— PASSAGE GIVEN —
• • • •

'Official' TiPS elsets are very accurate

Tue, 12 Aug 97 12:19:17 PDT

A week or so ago there was a brief mention of the TiPS elsets as published
by the Naval Research Lab (NRL) at their website:


The NRL says that the accuracy of their elsets has improved greatly, and I
have seen no evidence to the contrary.

A claim was made here that the NRL elsets shouldn't be considered reliable.
Perhaps that was true in the past, but I offer another opinion based on
my recent observations, bolstered by some statistics published on the
following page also hosted by the NRL:


An excerpt from that page reads:

   "With increased SLR tracking during April '97 and the
    addition of tracking from the ALTAIR radar on Kwajalein
    Atoll, we were able to refine our drag parameters to the
    point where we can now issue predictions of the orbital
    motion which are accurate to a few tens of milliseconds
    over a week.  This is equivalent to being able to predict
    the position of the TiPS center-of-mass to within E50
    meters.  With this accuracy, the NASA MOBLAS lasers in
    Monument Peak and Greenbelt have been able to use a
    "blind" tracking mode for the TiPS end-bodies from
    4/25/97 through 5/3/97."

• • • •

— EXTRACTED RECORDS —
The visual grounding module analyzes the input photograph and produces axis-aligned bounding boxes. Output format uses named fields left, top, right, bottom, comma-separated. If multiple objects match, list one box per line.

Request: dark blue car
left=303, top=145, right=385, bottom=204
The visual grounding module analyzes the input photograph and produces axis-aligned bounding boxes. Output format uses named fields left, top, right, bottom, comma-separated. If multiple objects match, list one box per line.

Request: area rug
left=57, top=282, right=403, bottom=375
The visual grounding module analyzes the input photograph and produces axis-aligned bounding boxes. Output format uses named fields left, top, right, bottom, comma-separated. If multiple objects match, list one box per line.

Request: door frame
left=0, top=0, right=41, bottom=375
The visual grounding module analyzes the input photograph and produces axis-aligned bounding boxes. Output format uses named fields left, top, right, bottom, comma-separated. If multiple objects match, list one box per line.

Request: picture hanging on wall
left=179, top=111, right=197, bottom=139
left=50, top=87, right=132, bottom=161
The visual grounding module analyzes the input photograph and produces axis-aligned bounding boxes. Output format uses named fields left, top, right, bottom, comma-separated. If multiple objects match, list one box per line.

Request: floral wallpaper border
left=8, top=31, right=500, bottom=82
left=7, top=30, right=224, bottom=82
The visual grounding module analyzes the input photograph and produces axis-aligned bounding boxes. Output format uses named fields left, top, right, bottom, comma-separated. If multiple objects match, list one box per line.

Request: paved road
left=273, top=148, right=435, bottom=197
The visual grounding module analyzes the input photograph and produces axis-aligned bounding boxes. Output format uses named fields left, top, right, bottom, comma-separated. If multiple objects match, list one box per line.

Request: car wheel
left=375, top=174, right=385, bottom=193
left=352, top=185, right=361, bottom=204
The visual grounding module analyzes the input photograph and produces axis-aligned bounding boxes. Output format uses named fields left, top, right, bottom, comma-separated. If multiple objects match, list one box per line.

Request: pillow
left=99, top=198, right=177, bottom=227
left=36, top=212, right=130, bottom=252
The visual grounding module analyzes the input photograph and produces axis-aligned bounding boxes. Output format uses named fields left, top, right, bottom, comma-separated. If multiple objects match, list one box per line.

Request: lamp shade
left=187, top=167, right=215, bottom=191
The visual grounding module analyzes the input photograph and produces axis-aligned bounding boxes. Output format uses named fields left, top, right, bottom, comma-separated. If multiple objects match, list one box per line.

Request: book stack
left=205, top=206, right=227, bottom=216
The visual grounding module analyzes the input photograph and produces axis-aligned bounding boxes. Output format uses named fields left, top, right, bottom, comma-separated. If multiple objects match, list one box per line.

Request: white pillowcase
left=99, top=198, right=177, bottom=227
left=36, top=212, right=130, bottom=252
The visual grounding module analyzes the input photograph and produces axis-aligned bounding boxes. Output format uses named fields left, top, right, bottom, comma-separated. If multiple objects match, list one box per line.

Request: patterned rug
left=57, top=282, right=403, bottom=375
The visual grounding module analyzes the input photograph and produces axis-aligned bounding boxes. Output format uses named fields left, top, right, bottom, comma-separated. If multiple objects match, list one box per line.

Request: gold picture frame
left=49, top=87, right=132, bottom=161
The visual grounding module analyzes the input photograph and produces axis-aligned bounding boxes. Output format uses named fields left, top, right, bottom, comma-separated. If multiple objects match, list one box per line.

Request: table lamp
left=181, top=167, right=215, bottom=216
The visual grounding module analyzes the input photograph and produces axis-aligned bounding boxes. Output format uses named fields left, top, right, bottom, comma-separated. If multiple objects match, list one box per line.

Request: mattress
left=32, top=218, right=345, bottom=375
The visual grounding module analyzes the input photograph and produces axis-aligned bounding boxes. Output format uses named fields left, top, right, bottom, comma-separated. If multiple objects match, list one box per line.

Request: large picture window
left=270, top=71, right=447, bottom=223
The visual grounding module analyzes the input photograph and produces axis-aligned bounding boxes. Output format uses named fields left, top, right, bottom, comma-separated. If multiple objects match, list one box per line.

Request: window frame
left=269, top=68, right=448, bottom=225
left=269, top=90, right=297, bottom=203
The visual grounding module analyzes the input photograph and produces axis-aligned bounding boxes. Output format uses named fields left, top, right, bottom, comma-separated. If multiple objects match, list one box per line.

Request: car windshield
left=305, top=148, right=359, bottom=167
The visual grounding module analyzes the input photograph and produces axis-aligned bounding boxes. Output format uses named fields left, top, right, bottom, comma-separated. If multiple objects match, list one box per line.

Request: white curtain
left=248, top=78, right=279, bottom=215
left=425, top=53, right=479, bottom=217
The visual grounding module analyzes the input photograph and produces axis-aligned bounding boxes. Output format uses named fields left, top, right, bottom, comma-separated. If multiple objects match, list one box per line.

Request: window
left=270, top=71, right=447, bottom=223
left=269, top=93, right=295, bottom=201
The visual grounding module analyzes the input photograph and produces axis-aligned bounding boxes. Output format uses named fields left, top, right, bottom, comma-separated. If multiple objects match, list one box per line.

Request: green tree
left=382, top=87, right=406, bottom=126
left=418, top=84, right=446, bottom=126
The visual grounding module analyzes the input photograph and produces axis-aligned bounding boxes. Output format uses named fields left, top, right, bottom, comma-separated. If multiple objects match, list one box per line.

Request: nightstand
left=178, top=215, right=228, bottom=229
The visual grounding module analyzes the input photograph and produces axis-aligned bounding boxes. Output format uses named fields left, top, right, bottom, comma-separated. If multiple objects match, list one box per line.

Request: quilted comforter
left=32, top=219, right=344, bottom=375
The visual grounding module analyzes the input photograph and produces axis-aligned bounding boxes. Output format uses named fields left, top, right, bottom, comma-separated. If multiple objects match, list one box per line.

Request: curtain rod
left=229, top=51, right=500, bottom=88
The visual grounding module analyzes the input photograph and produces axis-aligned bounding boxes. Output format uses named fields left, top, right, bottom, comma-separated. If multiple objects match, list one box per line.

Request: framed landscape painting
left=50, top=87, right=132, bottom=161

• • • •

Transcribe everything in the TiPS elsets post above, from "Tue, 12 Aug" down to "to the contrary.".

Tue, 12 Aug 97 12:19:17 PDT

A week or so ago there was a brief mention of the TiPS elsets as published
by the Naval Research Lab (NRL) at their website:


The NRL says that the accuracy of their elsets has improved greatly, and I
have seen no evidence to the contrary.